*** Dataset entries ***
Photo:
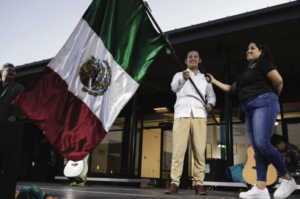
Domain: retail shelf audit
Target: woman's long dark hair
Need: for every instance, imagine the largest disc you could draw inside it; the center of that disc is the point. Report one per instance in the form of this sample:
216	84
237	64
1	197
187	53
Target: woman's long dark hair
266	53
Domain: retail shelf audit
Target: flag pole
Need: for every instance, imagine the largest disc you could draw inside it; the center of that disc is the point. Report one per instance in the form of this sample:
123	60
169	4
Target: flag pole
176	57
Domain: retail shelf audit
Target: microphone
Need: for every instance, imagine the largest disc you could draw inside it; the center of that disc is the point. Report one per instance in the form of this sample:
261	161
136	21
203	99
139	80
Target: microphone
200	65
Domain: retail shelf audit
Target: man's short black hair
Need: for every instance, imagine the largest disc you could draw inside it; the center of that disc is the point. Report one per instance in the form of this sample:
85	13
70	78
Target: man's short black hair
276	139
191	51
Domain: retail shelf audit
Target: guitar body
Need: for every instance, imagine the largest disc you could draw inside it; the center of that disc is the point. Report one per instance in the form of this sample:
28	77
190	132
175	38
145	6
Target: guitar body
249	171
77	169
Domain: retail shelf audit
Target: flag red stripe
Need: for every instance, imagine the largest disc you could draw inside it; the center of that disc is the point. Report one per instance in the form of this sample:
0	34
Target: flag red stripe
66	121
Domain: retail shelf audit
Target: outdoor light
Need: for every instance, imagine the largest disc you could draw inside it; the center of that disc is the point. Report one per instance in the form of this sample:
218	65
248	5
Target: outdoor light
160	108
*** End of Dataset entries ***
▸ **What to do**
Your answer must be an exact copy of the records, with every picture left out.

▸ **Written response**
Photo:
Domain: retail shelf audit
Target: woman's long dark hair
Need: for every instance, imagine the largest disc you could draw inside it; the center of that disc is the point. Report one per instance in the form of this sample:
216	84
237	64
1	197
187	53
Target: woman's long dark hair
266	53
Domain: retail shelf audit
Target: flag pole
Need: for every instance, imagine the largest disc you could draw inside it; the center of that disc is the point. Report one per instance in the form of this sample:
123	60
169	4
Target: flag pole
176	57
Domain: retail shelf audit
Target: microphone
Need: for every instance, imagine the largest disc you could draw inside it; the center of that disc is the point. Report one per instance in the form of this sample:
261	161
136	21
203	99
139	80
Target: microphone
200	65
Domain: retail shelf audit
Target: man's short black hair
Need: for every instance, imagine the largest disc you could draw inside it; the center of that disc is the point. Report one per instance in the form of this sample:
85	13
70	78
Target: man's short black hair
276	139
191	51
Domain: retail shelf audit
Target: guitar body
Need: for every instance, imagine the largest disc you could draw inside it; the center of that disc is the point. Report one per instance in the form of this sample:
28	77
190	132
175	38
145	6
Target: guitar body
249	171
77	169
Domain: retail shelf audit
Target: flag red stripe
Need: for every instance, imagine the largest disc you could draw inside it; the center of that disc is the point. Report one per instance in the form of this sample:
0	34
Target: flag red stripe
66	121
Domain: retail shelf audit
Target: outdoor light
Need: for every instance, imagine the largest disc you could draw inside it; the center of that disc is the point. Report one per instance in the form of this sample:
218	65
248	5
Target: outdoor light
160	108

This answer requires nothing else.